ТРЕБОВАНИЯ К ЗАДАНИЯМ
#1 Выпишите дословно из текста о чтении Акутагавы всё, начиная со слов «Не существует больше» и вниз до слов «существует и меня...».
#2 Ответьте по тексту о чтении Акутагавы:
(a) Чей томик лежит на коленях в самом начале?
(b) Из повести какого писателя возникает видение Снежной страны?
(c) Какой город и какой мороз за окном перестают существовать?
#3 Приведите продолжение текста о чтении Акутагавы, начиная сразу после его последнего предложения.

ВЫБРАННЫЙ ТЕКСТ
Изящный томик Акутагавы Рюноскэ устроился на моих коленях, и я медленно и с удовольствием просматриваю оглавление, предвкушая чтение. 0, это особенное сладострастие истинного читателя!.. Когда ты готов перейти Рубикон и погрузиться в совершенно иной мир — мир чужой души, незнакомых тебе мыслей, и переживаний. Посвященные знают этот особый вид счастья.

Я вижу напечатанные на белой бумаге магические значки, — буквы, — которые, складываясь в слова, затем плавно перетекают в предложения и абзацы. А в воображении уже возникает легкий рой образов, почти бесплотных поначалу, но все уплотняющихся по мере чтения, обрастающих плотью и наполненных живой кровью. В какой-то неуловимый миг они становятся реальнее реальности: и вот уже я — Акутагава Рюноскэ, и я вижу его глазами, слышу его ушами, чувствую его чувствами. Я грежу наяву: я читаю.

Перед моим мысленным взором разворачивается действие рассказа и одновременно где-то на периферии сознания, словно едва слышимое эхо, возникает видение Снежной страны из повести Ясунари Кавабаты. Сюжет повести давно забылся, но остались блеск снега на залитых лунным светом горах, игра закатных красок на заснеженных склонах и какое-то щемящее и печальное чувство, которое невозможно выразить словами, но которое все же возникает в душе непонятным образом.

Не существует больше ни этой комнаты, ни Новосибирска, ни тридцатиградусного мороза за окном — я в Японии начала века. Впрочем, уже не существует и меня...

Но мало-помалу в ощущение полного душевного комфорта вторгается легкое душевное неудобство. Оно нарастает, становится все отчетливей и вот уже сквозь приятное внутреннее равновесие проступает непонятное раздражение, которое постепенно нарастает и становится все более явственным и тревожным. Когда оно начинает причинять настоящее беспокойство, я откладываю книгу в сторону — спать.

Мрак похож на краткое безвременье. Потом из него проступает проем окна; на задернутых шторах мне видится изысканный черный рисунок, который образовали ветви растущих под окном деревьев. Своей изысканностью он напоминает старинную японскую ширму. Я прислушиваюсь к себе: во мне больше нет той чудесной душевной гармонии, которой я наслаждалась перед чтением Акутагавы. Нервная, напряженная до предела атмосфера его рассказов разрушила ее — так, вдруг запевшая диссонансом скрипка способна разбить стройное звучание целого оркестра. Мной овладевают непонятное беспокойство и все нарастающая тревога, для которых нет никакие видимых причин. Какие-то неопределенные, смутные и неоформленные чувства выплывают из глубин психики и рождают неприятное, с оттенком угрозы, внутреннее напряжение. Мое подсознание напоминает осиное гнездо, в которое ткнули палкой, — внутри слышен грозный гул, резко нарастает ощущение опасности. Волевым усилием я пытаюсь обуздать взбудораженные чувства, укротить их с помощью разума. Через какое-то время это удается, и я постепенно успокаиваюсь.

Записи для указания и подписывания
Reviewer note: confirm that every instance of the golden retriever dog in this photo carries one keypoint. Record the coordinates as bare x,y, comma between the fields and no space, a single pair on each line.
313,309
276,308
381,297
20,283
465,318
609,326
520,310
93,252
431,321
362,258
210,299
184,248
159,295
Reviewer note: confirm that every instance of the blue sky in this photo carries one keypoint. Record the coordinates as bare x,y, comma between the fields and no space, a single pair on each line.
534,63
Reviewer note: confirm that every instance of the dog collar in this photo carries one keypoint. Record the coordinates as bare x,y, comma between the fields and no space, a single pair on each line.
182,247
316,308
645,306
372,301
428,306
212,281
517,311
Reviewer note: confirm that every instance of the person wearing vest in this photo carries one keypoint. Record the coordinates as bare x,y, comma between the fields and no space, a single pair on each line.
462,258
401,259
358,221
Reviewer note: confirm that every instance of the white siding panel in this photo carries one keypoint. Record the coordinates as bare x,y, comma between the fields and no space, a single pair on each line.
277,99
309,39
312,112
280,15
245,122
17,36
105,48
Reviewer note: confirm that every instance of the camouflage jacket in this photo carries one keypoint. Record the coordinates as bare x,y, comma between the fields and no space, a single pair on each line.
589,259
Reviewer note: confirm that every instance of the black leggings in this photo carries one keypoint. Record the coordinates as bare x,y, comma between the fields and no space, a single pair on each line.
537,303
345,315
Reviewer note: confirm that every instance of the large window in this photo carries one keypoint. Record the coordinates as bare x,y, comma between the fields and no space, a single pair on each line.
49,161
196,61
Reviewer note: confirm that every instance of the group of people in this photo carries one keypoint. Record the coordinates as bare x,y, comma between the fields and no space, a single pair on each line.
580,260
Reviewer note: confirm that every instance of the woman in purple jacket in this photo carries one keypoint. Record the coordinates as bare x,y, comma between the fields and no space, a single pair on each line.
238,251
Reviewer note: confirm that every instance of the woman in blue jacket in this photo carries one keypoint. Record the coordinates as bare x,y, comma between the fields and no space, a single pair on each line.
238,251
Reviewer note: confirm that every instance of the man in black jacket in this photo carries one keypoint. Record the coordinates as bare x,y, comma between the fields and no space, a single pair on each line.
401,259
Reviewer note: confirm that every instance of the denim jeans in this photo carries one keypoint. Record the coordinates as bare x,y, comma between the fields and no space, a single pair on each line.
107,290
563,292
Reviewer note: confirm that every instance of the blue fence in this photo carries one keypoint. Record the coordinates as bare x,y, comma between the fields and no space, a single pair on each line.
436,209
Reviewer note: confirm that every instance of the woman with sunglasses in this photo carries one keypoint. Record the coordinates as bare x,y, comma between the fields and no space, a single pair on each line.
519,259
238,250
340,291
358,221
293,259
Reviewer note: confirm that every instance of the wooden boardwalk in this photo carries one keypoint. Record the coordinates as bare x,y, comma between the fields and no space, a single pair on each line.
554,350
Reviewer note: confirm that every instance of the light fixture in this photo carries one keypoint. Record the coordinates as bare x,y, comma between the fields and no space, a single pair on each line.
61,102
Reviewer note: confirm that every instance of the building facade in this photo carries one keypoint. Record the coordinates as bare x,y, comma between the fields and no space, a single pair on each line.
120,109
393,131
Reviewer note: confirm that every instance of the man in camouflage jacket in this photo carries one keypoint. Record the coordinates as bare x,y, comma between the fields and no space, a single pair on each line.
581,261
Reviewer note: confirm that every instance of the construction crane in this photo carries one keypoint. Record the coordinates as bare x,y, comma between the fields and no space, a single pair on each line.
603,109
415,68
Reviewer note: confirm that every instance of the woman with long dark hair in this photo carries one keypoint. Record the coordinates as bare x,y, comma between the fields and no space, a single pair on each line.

РЕЗУЛЬТАТЫ ПО ЗАДАНИЯМ
#1
Не существует больше ни этой комнаты, ни Новосибирска, ни тридцатиградусного мороза за окном — я в Японии начала века. Впрочем, уже не существует и меня...

#2
(a) Акутагавы Рюноскэ.
(b) Ясунари Кавабаты.
(c) Новосибирск и тридцатиградусный мороз.

#3
Неслышно подкрадывается дрема... Расслабленное тело утрачивает свою дневную четкую форму и срастается с диваном в единое причудливое целое. Сознание балансирует на грани сна и бодрствования и уже готово полностью сокользнуть в мир сновидений. И тут вдруг раздается странный звук. Громкий, отчетливый, мелодичный, он не похож ни на что известное мне. Пока он длился — секунд двадцать-тридцать — я пребывала в полном оцепенении, уставившись в направлении его источника. Пожалуй, за всю свою жизнь мне не доводилось испытывать такого всеобъемлющего, невыразимого ужаса. Звук оборвался столь же внезапно, как начался. И в наступившей затем мертвой тишине я лежала неподвижно, ощущая себя загнанным в ловушку зверьком, — только где-то у самого горла надрывно бухало сердце.

Сковавший меня ужас трудно передать словами. Передо мной было что-то непостижимое, сверхъестественное, чему в человеческом языке и понятия-то не найдено. И все-таки этот звук нельзя было назвать неприятным или же отталкивающим. По-своему он даже был красив: протяжный, мелодичный, вибрирующий, плавно изменявшийся по высоте, со странными щелкающими вкраплениями. Было в нем нечто от крика ночной птицы: какая-то загадка, мистика и — угроза. Смертельная угроза, которая тотчас передалась всему моему существу. Мыслей не было. Только страх, один только страх. Рассудок молчал, столкнувшись с чем-то для себя необъяснимым, но зато резко обострилась интуиция. Я знала, что в изножье дивана возле трюмо сейчас находится порождение иного мира. Оно вполне реально и смертельно для меня опасно.

Собравшись с силами, я включила бра. Там не было никого. Но каждая клеточка моего тела трепетала и сигнализировала: оно здесь! оно невидимо! оно несет угрозу!! Бра отбрасывало на стены замысловатые тени, которые казались живыми. Страх накатывал волнами, почти практически парализуя мою волю. Я чувствовала себя совершенно беззащитной перед незримым пришельцем из иных миров, чей магический зов привел меня в ужас. Однако, как ни парадоксально, сквозь страх проступали любопытство и даже самоирония, а рассудок напрочь отказывался верить в реальность происходящего. Галлюцинация, убеждал меня разум. Ну, быть может, домовой шалит... Мне требовалось любое, самое невероятное объяснение!.. Особенный ужас вызывало напряженное ожидание: вот сейчас, сию секунду этот крик повторится снова и тогда... Не знаю, возможно, я бы просто лишилась рассудка.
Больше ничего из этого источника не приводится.